WHAT YOU WILL DO.
1. In the biomarker passage, which biomarker or ratio had the highest AUC, and what was that value?
2. From the biomarker passage, extract the stretch from "According to previous" through "than GDF15 concentrations." word for word.

BEGIN STUDY TEXT

FGF21/adiponectin ratio as a potential biomarker of type 2 diabetes
In order to identify the most effective biomarker for detecting T2D in our cohort, we performed ROC analysis with adiponectin, leptin, GDF15, FGF21, adiponectin/leptin ratio, GDF15/adiponectin ratio, GDF15/leptin ratio, FGF21/adiponectin ratio, and FGF21/leptin ratio. The area under the curve (AUC) was 0.268, 0.438, 0.683, 0.760, 0.359, 0.779, 0.642, 0.807, and 0.762, respectively (Fig. 5, Supplementary Table 3). The highest AUC was 0.807 for the FGF21/adiponectin ratio, with a Youden index of 0.429 based on the highest sensitivity and specificity values together, which were 71% and 72%, respectively. The Youden index is a summary measure of the effectiveness of a diagnostic test, calculated as sensitivity + specificity − 1. It identifies the optimal cut-off point by maximizing the balance between sensitivity and specificity [38].Fig. 5. Receiver operating characteristic (ROC) curves for identifying T2D using different serum biomarkers and their ratios. ROC curves of adiponectin, leptin, GDF15, and FGF21, and of adiponectin/leptin, GDF15/adiponectin, GDF15/leptin, FGF21/leptin, and FGF21/adiponectin ratios, to detect T2D
High AUC values were also observed for the GDF15/adiponectin (AUC = 0.779) and the FGF21/leptin (AUC = 0.762) ratios with a Youden index of 0.430 and 0.406, respectively. The cut-off values associated with the GDF15, FGF21, FGF21/adiponectin, GDF15/adiponectin, and FGF21/leptin Youden indexes were 585.0 pg/mL, 262.5 pg/mL, 34.07, 84.73, and 3.72, respectively (Fig. 1A, , F–H). In practical terms, when we applied the cut-off point of 34.07 for the FGF21/adiponectin ratio in our cohort, we correctly classified 100% of individuals in the NW–NG group, and 79%, 42% and 70% of participants with obesity and NG, IGT, or T2D, respectively. In contrast, T2D is misdiagnosed in 21% and 58% of individuals with obesity and NG or IGT, respectively, and we have 30% false negatives in the OB–T2D group (Fig. 1F). Due to the known differences between sexes in the variables analyzed, separate ROC curves were also performed for women and men, with a similar result to that of the overall cohort analysis (Supplementary Fig. 2).
Discussion
The burgeoning evidence of the important role that GDF15 and FGF21 play in metabolic alterations has envisioned these cytokines as promising biomarkers for obesity diagnosis and as potential therapeutic targets for treating some obesity-associated complications [39–44]. Hence, we mainly focused on the study of GDF15 and FGF21 in relation to obesity and T2D in the context of aging.
According to previous studies [28, 45], our results showed a positive correlation between GDF15 and FGF21 levels and BMI, as well as with glucose and insulin levels, highlighting their relationship with impaired glycemic control and insulin resistance, both of which are associated with the development of T2D. In relation to the association of GDF15 levels with faster T2D progression [46], we observed that GDF15 levels were higher in people with obesity and T2D than in those with obesity but without T2D. A similar trend was observed for FGF21, with the differences being even more pronounced. This suggests that FGF21 levels are more closely associated with glycemic impairment than GDF15 concentrations.

END STUDY TEXT
BEGIN EXTRACTED INFORMATION

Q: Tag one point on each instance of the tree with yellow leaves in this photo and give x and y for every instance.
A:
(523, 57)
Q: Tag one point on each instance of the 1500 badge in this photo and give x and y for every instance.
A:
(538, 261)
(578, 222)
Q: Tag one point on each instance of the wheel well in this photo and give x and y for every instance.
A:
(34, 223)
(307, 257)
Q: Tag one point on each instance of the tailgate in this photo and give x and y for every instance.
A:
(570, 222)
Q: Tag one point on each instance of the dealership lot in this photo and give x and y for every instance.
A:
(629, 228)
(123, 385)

END EXTRACTED INFORMATION
BEGIN EXTRACTED INFORMATION

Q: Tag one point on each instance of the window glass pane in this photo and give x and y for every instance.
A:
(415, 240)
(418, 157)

END EXTRACTED INFORMATION

RESULTS BY TASK.
1. The FGF21/adiponectin ratio had the highest AUC, at 0.807.

2.
According to previous studies [28, 45], our results showed a positive correlation between GDF15 and FGF21 levels and BMI, as well as with glucose and insulin levels, highlighting their relationship with impaired glycemic control and insulin resistance, both of which are associated with the development of T2D. In relation to the association of GDF15 levels with faster T2D progression [46], we observed that GDF15 levels were higher in people with obesity and T2D than in those with obesity but without T2D. A similar trend was observed for FGF21, with the differences being even more pronounced. This suggests that FGF21 levels are more closely associated with glycemic impairment than GDF15 concentrations.